SELECTED EXTRACT:
···

Tuesday, May 15, 2012

Teaser ~ love in the Bible

While reading The Gifts of the Jews: How a Tribe of Desert Nomads Changed the Way Everyone Thinks and Feels by Thomas Cahill (1998), I was surprised by the sentence about Abraham and Isaac (p. 84).
Indeed, the first time the Bible uses the word love is in this very episode:
Pray take your son,
your only-one,
whom you love,
Yitzhak . . .
Cahill uses Everett Fox's translation (from The Five Books of Moses, 1983), which uses a more Hebrew spelling of names.  Yitzhak is Isaac in most English translations of the Bible.  The NRSV (New Revised Standard Version) of the Bible says:
"Take your son, your only son Isaac, whom you love..." (Genesis 22:2).
But back to my surprise and the question it raised for me:  Is this really the first time the word love is used in the Bible?  I did a search and discovered it's true.

Are you familiar with the story about Abraham's willingness to sacrifice his son Isaac?  Abraham had an older son, but Isaac was his only son by Sarah, his wife.  Ishmael, his first son, was by Hagar, a concubine or slave belonging to Sarah.

(If we want to get technical, Abraham could not really claim an "only" son except for his first one, and that's why it makes sense that the Qur'an says the son Abraham almost sacrificed was Ishmael.  They only other way I can imagine Isaac as Abraham's only son would be if he considered him the "only son left" once Hagar and Ishmael had been sent away after the birth of Isaac.  The descendents of the two sons are still at odds four thousand years later Isaac's side of Abraham's family became the Jews, and Ishmael's side the Arabs.)

···

SUPPLIED INFORMATION:
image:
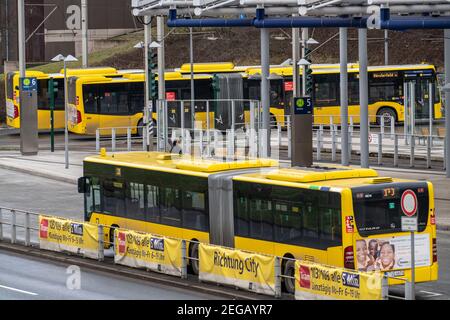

···

WHAT YOU SHOULD DO:
Answer these questions about the post on love in the Bible.
1. Whose translation does Cahill use, and in which book does it appear?
2. Who was Ishmael's mother?
3. According to the Qur'an, which son did Abraham almost sacrifice?

OUTPUT FOR THIS EXERCISE:
1. Everett Fox's translation, from The Five Books of Moses (1983).
2. Hagar, a concubine or slave belonging to Sarah.
3. Ishmael.